An integrated sensor for an elevator includes a bearing encoder (10) with two or three Hall effect sensors on the encoder. One sensor (20) is used to provide a high resolution quadrature signal for speed control, with the other sensors (22,24) providing a low resolution signal that is used for a rescue encoder quadrature signal and an ANSI speedcheck encoder signal.

Description

INTEGRATED SPEED SENSOR FOR ELEVATOR APPLICATION
FIELD OF THE INVENTION
This invention pertains to the field of elevator control, and in particular, to an integrated speed sensor using a bearing encoder.
BACKGROUND OF THE INVENTION
Elevators may require up to three different speed feedback signals: (1) a high resolution quadrature motor speed control feedback (main encoder), (2) a low resolution quadrature rescue encoder (rescue encoder), and a low resolution single track ANSI speedcheck encoder (ANSI encoder). Providing these three signals requires either three separate encoders mounted on a shaft of the machine, or a combination of a multiple track encoder and a third sensor designed to provide the rescue functionality. The encoders can take up to 40 mm of space at the end of the machine. This space is preferably used for machine adjustment, so it is desirable to eliminate the need for the encoders. Another reason for eliminating encoders is that encoders have proven to be the weak link in elevator control systems because they require coupling to the elevator motor shaft.
SUMMARY OF THE INVENTION
Briefly stated, an integrated sensor for an elevator includes a bearing encoder with two or three Hall effect sensors on the encoder. One sensor is used to provide a high resolution quadrature signal for speed control, with the other sensors providing a low resolution signal that is used for a rescue encoder quadrature signal and an ANSI speedcheck encoder signal.
According to an embodiment of the invention, an integrated sensor for an elevator includes a bearing encoder; first and second Hall effect sensors on the encoder; wherein an output of the first sensor is a high resolution quadrature signal and an output of the second sensor is a low resolution signal. BRIEF DESCRIPTION OF THE DRAWINGS
Fig. 1 shows an end view of a prior art bearing encoder. Fig. 2 shows an end view of a bearing encoder according to an embodiment of the present invention.
Fig. 3 shows a perspective view of the encoder of Fig. 2.
DETAILED DESCRIPTION OF THE PREFERRED EMBODIMENT
Referring to Fig. 1 , a high resolution magnetic sensor such as a bearing encoder 10 includes an outer bearing casing 12 and an inner race 16 that fit around a shaft 18. A magnetic ring 14, attached to inner race 16, is subdivided into a plurality of north and south magnetic poles. Inner ring 14 and inner race 16 move with shaft 18, while a Hall effect sensor 20 remains stationary. Sensor 20 detects the changing magnetic fields caused by the rotation of ring 14 and provides an output. In one form of bearing encoder, the output is conditioned by electronics and sent directly to a control processor. The pulses per revolution (PPR) of bearing encoder 10 is equal to the number of north-south magnetic poles in ring 14. In another form of bearing encoder, the output is processed by some other means and a high resolution output is produced, such as 4,096 PPR. High resolution magnetic sensors are known to be manufactured by Heidenheim, SKF, and Torrington. Such a sensor would be used to provide motor speed control feedback for a drive motor for an elevator.
::::::::::
> [Exercise prompt]:
How would you translate this sentence from the elevator sensor passage into Spanish: "The encoders can take up to 40 mm of space at the end of the machine."?
::::::::::
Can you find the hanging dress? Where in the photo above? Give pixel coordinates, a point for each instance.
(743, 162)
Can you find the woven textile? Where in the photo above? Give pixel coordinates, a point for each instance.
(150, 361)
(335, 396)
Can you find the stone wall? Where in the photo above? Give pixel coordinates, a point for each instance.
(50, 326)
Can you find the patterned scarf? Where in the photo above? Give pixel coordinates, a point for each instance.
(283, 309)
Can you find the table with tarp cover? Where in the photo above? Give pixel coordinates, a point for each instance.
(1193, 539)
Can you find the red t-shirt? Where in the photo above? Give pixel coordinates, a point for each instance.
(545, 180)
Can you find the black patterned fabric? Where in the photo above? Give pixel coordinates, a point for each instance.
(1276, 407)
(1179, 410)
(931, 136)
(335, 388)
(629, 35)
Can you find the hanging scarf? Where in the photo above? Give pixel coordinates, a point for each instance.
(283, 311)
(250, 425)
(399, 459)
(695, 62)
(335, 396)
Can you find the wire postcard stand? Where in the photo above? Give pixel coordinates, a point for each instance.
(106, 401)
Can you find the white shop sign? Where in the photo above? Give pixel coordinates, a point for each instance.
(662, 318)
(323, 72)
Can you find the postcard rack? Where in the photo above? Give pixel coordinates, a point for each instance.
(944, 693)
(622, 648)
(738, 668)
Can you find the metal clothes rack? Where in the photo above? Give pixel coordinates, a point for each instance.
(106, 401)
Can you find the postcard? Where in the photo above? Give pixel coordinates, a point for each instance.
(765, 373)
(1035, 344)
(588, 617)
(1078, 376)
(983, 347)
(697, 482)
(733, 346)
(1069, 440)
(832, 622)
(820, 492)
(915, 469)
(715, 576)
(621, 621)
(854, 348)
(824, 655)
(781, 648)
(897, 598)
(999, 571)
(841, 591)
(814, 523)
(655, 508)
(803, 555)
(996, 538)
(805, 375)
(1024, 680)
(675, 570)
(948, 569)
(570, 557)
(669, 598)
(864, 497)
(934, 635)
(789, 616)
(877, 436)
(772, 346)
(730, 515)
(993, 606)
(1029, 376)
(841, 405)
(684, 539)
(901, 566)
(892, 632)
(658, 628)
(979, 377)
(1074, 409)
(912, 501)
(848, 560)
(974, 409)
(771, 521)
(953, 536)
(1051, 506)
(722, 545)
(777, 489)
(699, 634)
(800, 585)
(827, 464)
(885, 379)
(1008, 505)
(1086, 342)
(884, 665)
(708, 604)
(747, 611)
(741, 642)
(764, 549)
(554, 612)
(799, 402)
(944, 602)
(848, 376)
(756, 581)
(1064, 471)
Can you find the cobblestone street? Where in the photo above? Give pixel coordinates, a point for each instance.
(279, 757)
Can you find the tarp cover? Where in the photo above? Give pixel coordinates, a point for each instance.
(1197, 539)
::::::::::
> [Result]:
Los codificadores pueden ocupar hasta 40 mm de espacio en el extremo de la máquina.